Что меня, пожалуй, больше всего поразило в тот приезд Иосифа в 1984 году, — это его смятение из-за одного слова. Среди моих недавних впечатлений важное место занимала мода советской молодежи: футболки с надписями, полиэтиленовые пакеты с картинками, спортивные туфли. Последние были новинкой во всем мире. Когда я в Амстердаме сделал Иосифу комплимент по поводу его кроссовок (мы, как обычно, разговаривали по-русски), он взглянул на меня в болезненном замешательстве и почти закричал: “Как-как? Скажи еще раз!” Слушая новости о своей стране , пусть речь шла даже о его родителях, пока они были живы, он оставался всегда на удивление спокоен — было ясно, что он слушает, но лицо его ничего не выражало, он ничем себя не выдавал. И только от столкновения с незнакомым ему русским словом стойкость поэта-изгнанника на секунду сломалась.
ПРИЛИВ ТИШИНЫ
Там слезою должной
Ты почтишь, скорбя, раскаленный пепел
Друга-поэта.ГОРАЦИЙ, Оды (пер. Г. Ф. Церетели)

━━━━━━━━

Задание - Напишите продолжение приведенных выше воспоминаний об Иосифе, начав сразу после эпиграфа из Горация.

Исходные данные -
━━━━━━━━

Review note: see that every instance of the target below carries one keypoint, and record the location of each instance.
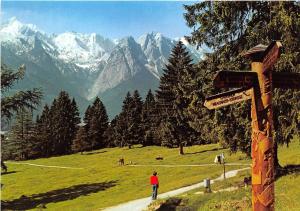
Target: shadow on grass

━━━━━━━━

Поле ответа -
В одном из стихотворений 1975–1976 гг., в которых Бродский преодолевает первую тоску эмигрантской жизни избытком стихотворной техники, он показывает свой, пожалуй, самый изящный словесный фокус. Зачеркивает первую букву в слове “стихотворение”, и как по волшебству возникает слово не существующее, но понятное каждому русскому. Тихотворение, таящееся в каждом стихотворении, может значить только водворение тишины или нечто, из нее созданное. По-голландски полного эквивалента тут не придумать. В стихотворении Бродского речь идет о том, как “я”, сидя в своей комнатенке на далеком континенте, с ожесточением продолжает писать стихи — последнее средство, чтобы не сойти с ума от одиночества. По форме это — одновременно и шутливая, и трогательная игра недавнего изгнанника с языковыми и образными клише псевдонародного искусства 1910–1920-х гг. Поскольку все стихотворение слишком тесно связано с породившим его культурным фоном, в большинстве переводных сборников поэзии Бродского его нет. Зато в русские издания его включают обязательно. Среди русских критиков тихотворение стало уже понятием. В широком смысле — характеристика того, чем должна быть поэзия; в узком — этикетка для творчества последнего великого русского поэта.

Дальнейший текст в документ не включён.